* CONSIGNES
1. Répondez aux questions suivantes d'après le texte sur l'ENT du collège.
(a) En quelle année l'établissement a-t-il adopté l'ENT Mip ?
(b) Qui a présenté aux élèves de 6ème, en début d'année, les possibilités de contribution et de production d'information ?
(c) Quel outil de l'espace classe a été envahi de messages correspondant à des sujets de forums de discussion entre élèves ?
2. Poursuivez le texte sur l'ENT du collège à partir de sa dernière phrase.

* TEXTE FOURNI

>>>>

Un environnement ou espace numérique de travail (ENT) est un ensemble de services numériques sélectionnés, organisés et mis à disposition de la communauté éducative par l’établissement scolaire. Il permet un point d’accès unifié à des services, des contenus et des outils.
L’ENT Mip (à partir d’une solution de la société Kosmos) est un déploiement massif dans l’académie. Dans notre établissement il a été adopté en 2009. Auparavant, le site de l’établissement fonctionnait sous un système SPIP.
La présentation de l’ENT aux élèves de sixième
Dans le cadre de la progression EMI mise en place cette année à destination des élèves de 6ème, la deuxième séance a permis de découvrir l’ENT (Voir la séance : Les espaces informationnels numériques et virtuels du collège). Il s’agissait principalement de différencier l’espace public de l’espace privé (accessible après connexion). Nous avons également évoqué la structure de l’ENT par l’observation des rubriques, des services associés, que ceux-ci soient internes (agenda, cahier de texte, porte-document...) ou externes (pronote, Le Site.TV...) à l’ENT. Je leur ai présenté très succinctement les rubriques, dont l’espace classe. Ont accès à cette rubrique les élèves de la classe, leurs professeurs, parents, ainsi que les personnels de direction.
En début d’année, le professeur de technologie (administrateur de l’ENT au niveau de l’établissement) a présenté succinctement aux élèves de 6ème les possibilités qui leur sont offertes en terme de contribution et de production d’information. La possibilité d’écrire des articles de blog, de créer des forums de discussion... Du côté du bureau numérique de l’ENT, les utilisateurs disposent d’une messagerie, d’un espace de stockage privatif...
Le constat
Cependant, les espaces classes des quatre classes de sixième sont devenus des espaces très (trop ?) vivants. Outre la présence majoritaire de messages à caractères personnels voir intimes et sans « intérêt scolaire », l’utilisation maladroite des outils m’a surprise. Le blog a été envahi de messages correspondants à des sujets de forums de discussion entre élèves. Les quelques rares messages de blog (car il ne s’agit que très rarement d’articles de blog à proprement parler) posant une question relative à une problématique scolaire sont noyés au milieu de ces messages « pollueurs », et aucune réponse n’est généralement apportée.
De plus, il est arrivé que certains messages soient à la limite de propos injurieux ou diffamatoires entre élèves.
La réaction
C’est un jour de sérendipité, que je suis tombée sur ces messages. J’ai pourtant une sous-rubrique E.M.I dans chacune de ces « classes virtuelles » mais je ne passais que très rarement sur leur blog de classe. De plus, les professeurs de disciplines ne s’y rendent pas souvent. Une autre rubrique « espace pédagogique » fait peut-être doublon avec l’espace classe, du point de vue disciplinaire. Quant aux parents, je n’ai aucun retour donc ne je ne peux témoigner de leurs pratiques. Cependant, elles seraient intéressantes à connaître.

<<<<

Lignes de données:
>>>>

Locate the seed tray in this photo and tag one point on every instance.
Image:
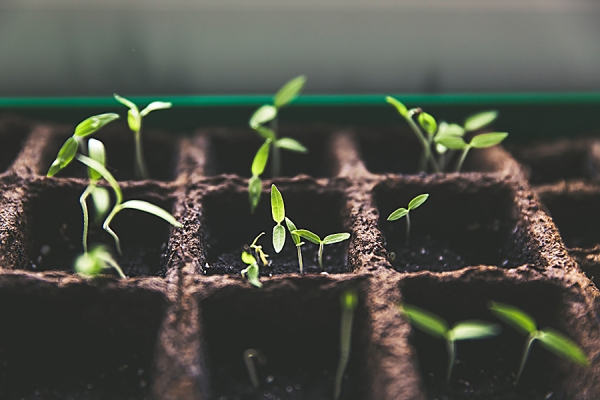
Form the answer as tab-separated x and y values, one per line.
177	328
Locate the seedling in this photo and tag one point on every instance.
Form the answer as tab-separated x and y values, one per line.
251	272
134	120
438	327
250	354
552	340
329	239
348	300
405	212
268	114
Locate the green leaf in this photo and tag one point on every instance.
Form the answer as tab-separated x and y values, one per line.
254	191
97	152
474	330
488	139
260	159
513	316
399	106
562	346
308	235
399	213
248	258
155	105
92	124
451	142
278	237
289	91
291	144
264	114
105	174
417	201
427	122
336	238
480	120
426	321
65	156
150	208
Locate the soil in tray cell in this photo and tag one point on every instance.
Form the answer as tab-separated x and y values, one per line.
229	227
297	330
453	229
77	342
159	153
487	368
232	152
54	223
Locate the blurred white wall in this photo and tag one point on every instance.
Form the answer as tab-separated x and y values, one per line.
137	47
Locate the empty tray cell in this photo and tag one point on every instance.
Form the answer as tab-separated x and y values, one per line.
13	133
561	160
487	368
159	151
297	329
54	224
77	342
462	223
229	227
232	152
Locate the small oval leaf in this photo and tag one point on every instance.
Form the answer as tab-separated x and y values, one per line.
289	91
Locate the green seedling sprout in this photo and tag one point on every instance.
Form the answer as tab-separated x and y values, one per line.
552	340
348	300
268	114
134	120
92	263
251	272
405	212
139	205
250	354
297	241
329	239
438	327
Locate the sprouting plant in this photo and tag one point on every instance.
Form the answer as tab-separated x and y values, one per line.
251	272
348	300
268	114
552	340
437	327
250	354
405	212
329	239
93	262
134	120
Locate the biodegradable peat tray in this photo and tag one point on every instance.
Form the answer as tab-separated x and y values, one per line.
177	327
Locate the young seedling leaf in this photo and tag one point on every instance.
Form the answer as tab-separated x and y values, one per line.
260	159
417	201
513	316
399	213
308	235
291	144
488	139
263	115
480	120
428	322
155	105
466	330
336	238
427	122
92	124
399	106
150	208
289	91
562	346
277	206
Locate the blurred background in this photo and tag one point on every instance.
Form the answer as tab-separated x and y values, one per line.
155	47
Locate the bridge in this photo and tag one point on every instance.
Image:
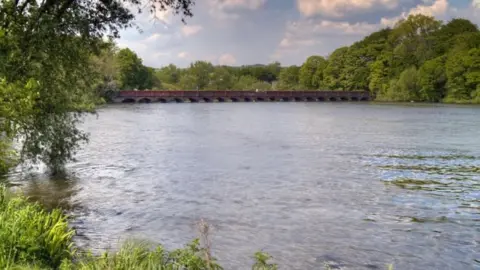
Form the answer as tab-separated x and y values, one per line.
238	96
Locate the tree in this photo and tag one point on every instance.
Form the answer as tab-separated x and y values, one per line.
132	73
169	74
333	75
220	79
246	82
288	78
311	72
432	79
404	89
200	71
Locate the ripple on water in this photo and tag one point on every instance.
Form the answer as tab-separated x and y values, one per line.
449	183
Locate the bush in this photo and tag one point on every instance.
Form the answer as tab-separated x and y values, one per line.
30	236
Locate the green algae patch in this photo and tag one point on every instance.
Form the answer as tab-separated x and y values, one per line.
433	169
415	184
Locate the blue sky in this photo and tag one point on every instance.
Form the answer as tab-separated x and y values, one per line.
240	32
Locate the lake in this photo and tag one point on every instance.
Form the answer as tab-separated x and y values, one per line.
352	185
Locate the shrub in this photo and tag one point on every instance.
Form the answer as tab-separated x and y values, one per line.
30	236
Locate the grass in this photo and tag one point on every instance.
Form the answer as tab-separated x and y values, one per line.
33	238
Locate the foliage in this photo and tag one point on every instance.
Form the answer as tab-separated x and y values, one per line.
46	75
31	236
137	255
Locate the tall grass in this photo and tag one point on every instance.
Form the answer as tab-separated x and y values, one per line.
32	238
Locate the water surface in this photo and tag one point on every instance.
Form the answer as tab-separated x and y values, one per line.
357	186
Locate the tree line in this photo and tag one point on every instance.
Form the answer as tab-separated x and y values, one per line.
418	59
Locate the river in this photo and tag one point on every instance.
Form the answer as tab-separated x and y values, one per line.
353	185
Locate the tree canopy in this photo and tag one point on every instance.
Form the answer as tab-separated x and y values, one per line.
419	59
46	50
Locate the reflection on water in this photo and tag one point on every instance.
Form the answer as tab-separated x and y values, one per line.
51	191
358	186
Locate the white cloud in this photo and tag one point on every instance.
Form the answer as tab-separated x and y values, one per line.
476	3
227	59
189	30
314	35
437	8
182	55
153	37
224	9
338	8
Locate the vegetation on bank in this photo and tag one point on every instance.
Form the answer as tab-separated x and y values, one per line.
32	238
419	59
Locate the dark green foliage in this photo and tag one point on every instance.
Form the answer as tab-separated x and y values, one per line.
32	238
46	76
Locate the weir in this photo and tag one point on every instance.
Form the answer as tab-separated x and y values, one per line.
239	96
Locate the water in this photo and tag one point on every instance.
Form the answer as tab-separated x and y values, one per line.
356	186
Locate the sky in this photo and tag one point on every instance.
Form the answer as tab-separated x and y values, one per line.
244	32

<<<<

* CORRIGÉ
1.
(a) En 2009.
(b) Le professeur de technologie, administrateur de l'ENT au niveau de l'établissement.
(c) Le blog.

2.
Après en avoir discuté avec les collègues, deux solutions s’offraient à nous. La régulation des accès aux pages web de la rubrique. De ce fait, les utilisateurs-élèves peuvent avoir des statuts différents : visiteur, rédacteur, rédacteur avec mise en ligne, modérateur, gestionnaire. Nous aurions donc pu modérer systématiquement les messages des élèves. Nous aurions pu... Seulement nous avons choisi la deuxième solution : faire réfléchir les élèves sur la fonction de l’ENT. Réfléchir aux usages de l’outil en partant de leurs pratiques. Construire collaborativement cet espace, le penser, le structurer et surtout le comprendre.
L’action
Les deux professeurs de français ayant en charge les 4 classes de sixième du collège ont accepté de participer à cette co-construction de l’espace classe sur deux heures de leur emploi du temps.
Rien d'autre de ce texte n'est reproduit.